▸ **Task details**: Reproduce the whole listing, character for character.

Object point labels:

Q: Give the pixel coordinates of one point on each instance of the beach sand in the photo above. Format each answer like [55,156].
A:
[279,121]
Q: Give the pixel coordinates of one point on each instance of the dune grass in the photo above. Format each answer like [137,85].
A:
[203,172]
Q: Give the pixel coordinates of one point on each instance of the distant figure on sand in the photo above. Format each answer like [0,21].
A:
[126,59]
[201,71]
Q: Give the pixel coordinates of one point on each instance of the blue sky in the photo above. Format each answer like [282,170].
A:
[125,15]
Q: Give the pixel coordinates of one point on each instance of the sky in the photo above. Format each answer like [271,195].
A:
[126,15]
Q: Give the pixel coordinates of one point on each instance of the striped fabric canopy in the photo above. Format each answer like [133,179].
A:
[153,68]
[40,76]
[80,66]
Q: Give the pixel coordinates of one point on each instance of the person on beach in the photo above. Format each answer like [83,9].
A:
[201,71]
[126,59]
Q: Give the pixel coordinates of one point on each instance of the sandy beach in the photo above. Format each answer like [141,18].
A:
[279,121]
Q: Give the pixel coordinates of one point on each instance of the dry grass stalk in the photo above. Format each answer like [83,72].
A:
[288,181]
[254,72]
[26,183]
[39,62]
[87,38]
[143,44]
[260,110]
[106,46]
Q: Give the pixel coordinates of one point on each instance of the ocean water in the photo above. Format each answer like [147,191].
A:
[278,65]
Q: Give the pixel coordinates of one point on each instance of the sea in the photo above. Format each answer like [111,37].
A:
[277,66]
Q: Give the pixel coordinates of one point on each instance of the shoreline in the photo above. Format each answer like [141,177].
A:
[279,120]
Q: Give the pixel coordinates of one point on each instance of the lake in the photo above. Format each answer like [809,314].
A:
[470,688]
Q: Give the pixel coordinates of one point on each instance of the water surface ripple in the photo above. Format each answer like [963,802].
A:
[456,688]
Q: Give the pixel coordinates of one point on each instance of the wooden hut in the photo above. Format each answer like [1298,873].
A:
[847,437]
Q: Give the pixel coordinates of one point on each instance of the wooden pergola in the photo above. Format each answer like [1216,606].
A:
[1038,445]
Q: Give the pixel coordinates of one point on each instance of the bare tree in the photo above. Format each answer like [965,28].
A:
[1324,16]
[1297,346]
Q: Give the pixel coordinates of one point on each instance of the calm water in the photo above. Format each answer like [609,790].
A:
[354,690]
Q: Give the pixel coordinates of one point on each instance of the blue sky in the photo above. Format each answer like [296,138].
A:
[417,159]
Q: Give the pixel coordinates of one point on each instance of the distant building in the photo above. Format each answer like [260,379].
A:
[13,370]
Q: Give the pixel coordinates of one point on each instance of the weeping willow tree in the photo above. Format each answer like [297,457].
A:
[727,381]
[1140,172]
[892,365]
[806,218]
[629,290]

▸ **Reply**:
Q: Give the pixel coordinates of one point on each instance of the beach sand in the photo above. Format each answer like [55,156].
A:
[279,121]
Q: Give the pixel coordinates of one point on each instance of the dune grass in the photo above. Format each answer like [137,85].
A:
[203,172]
Q: Give the pixel coordinates of one point on each instance of the distant figure on sand in the photo above. Format each answer like [0,21].
A:
[126,59]
[201,71]
Q: Give the pixel coordinates of one point on each instance of the blue sky in the photo above. Format each answer like [282,170].
A:
[125,15]
Q: Give the pixel coordinates of one point on each instance of the sky in the photo above. Format each answer like [271,195].
A:
[126,15]
Q: Give the pixel coordinates of one point on each instance of the striped fabric canopy in the photo above. Format each answer like [133,179].
A:
[153,68]
[40,76]
[80,66]
Q: Give the pixel coordinates of one point on each instance of the person on beach in the photo above. Format each answer like [83,9].
A:
[201,71]
[126,59]
Q: Give the pixel coordinates of one point on each instance of the sandy beach in the photo above. Format each answer like [141,18].
A:
[279,121]
Q: Give the pixel coordinates of one point on each instance of the dry grass stalk in the photo above. Format each answer like [83,72].
A:
[288,181]
[254,72]
[26,183]
[39,62]
[87,38]
[143,44]
[260,110]
[106,46]
Q: Give the pixel coordinates of one point on each instance of the ocean water in the photo above. Format each answer like [147,191].
A:
[278,65]
Q: Give the pixel coordinates of one point on each instance of the sea in the photo above. Format each answer like [111,37].
A:
[277,66]
Q: Give the pixel coordinates of one point on each instance of the shoreline in the photo above. Format each answer like [141,177].
A:
[279,120]
Q: Give the pixel coordinates of one point on each instance of the lake in the photo above. Format each answer like [809,314].
A:
[470,688]
Q: Give the pixel coordinates of one point on each instance of the water surface ripple in the photo above. Format each answer like [963,802].
A:
[456,688]
Q: Give the pixel coordinates of one point on each instance of the wooden hut in the photo above. Format each answer like [1298,873].
A:
[847,437]
Q: Give the pixel coordinates of one point on each instance of the wooden pergola in the photo above. Format each answer like [1216,606].
A:
[1038,445]
Q: Give the pixel coordinates of one point on each instance of the bare tree in the photo above. Format each answer like [965,28].
A:
[1324,16]
[1297,346]
Q: Give the pixel coordinates of one point on each instance of the calm water in the photo above. Format each answer like [609,790].
A:
[354,690]
Q: Give the pixel coordinates of one point on each instance of the blue sky in the photo above. Format each answer like [296,138].
A:
[417,159]
Q: Give the pixel coordinates of one point on each instance of the distant building in the photo above. Format each answer like [260,379].
A:
[13,370]
Q: Give the pixel coordinates of one point on each instance of the weeping willow tree in the photo above. Format each answer like [297,457].
A:
[727,381]
[1140,172]
[892,365]
[806,218]
[629,290]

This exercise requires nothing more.